## AIM OF THE EXERCISE
Swap "portion" for "part" in each of the items below and write them out again, leaving everything else unchanged.

━━ RECORDS PROVIDED ━━

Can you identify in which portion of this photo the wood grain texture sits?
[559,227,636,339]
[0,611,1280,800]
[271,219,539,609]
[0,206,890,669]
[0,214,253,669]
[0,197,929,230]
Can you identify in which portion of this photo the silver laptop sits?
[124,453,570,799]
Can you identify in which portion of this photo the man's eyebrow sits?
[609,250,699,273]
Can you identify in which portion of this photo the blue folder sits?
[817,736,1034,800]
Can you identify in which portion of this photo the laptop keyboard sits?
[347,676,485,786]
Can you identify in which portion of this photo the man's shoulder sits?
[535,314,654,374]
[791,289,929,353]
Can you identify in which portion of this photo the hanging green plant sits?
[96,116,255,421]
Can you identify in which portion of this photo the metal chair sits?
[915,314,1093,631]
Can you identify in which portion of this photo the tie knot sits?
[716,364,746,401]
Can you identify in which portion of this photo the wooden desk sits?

━━━

## RESULT OF THE TASK
Can you identify in which part of this photo the wood grain texture sits?
[559,227,636,339]
[0,611,1280,800]
[271,219,539,609]
[0,206,890,669]
[0,214,253,669]
[0,197,929,230]
Can you identify in which part of this photo the silver laptop sits?
[124,453,570,799]
Can you identify in which part of this photo the man's eyebrow sits?
[609,250,699,273]
Can you identify in which part of this photo the blue folder sits?
[817,736,1034,800]
Can you identify in which part of this photo the laptop keyboard sits?
[347,676,485,786]
Can you identify in which part of this photo the man's shoulder sits?
[535,314,654,374]
[791,289,929,353]
Can you identify in which part of this photo the hanging green plant sits?
[96,116,255,421]
Can you identify in which part of this photo the metal chair sits?
[915,314,1093,631]
Can you identify in which part of this photo the tie knot sits?
[716,364,746,401]
Can you identify in which part of this photo the wooden desk sits?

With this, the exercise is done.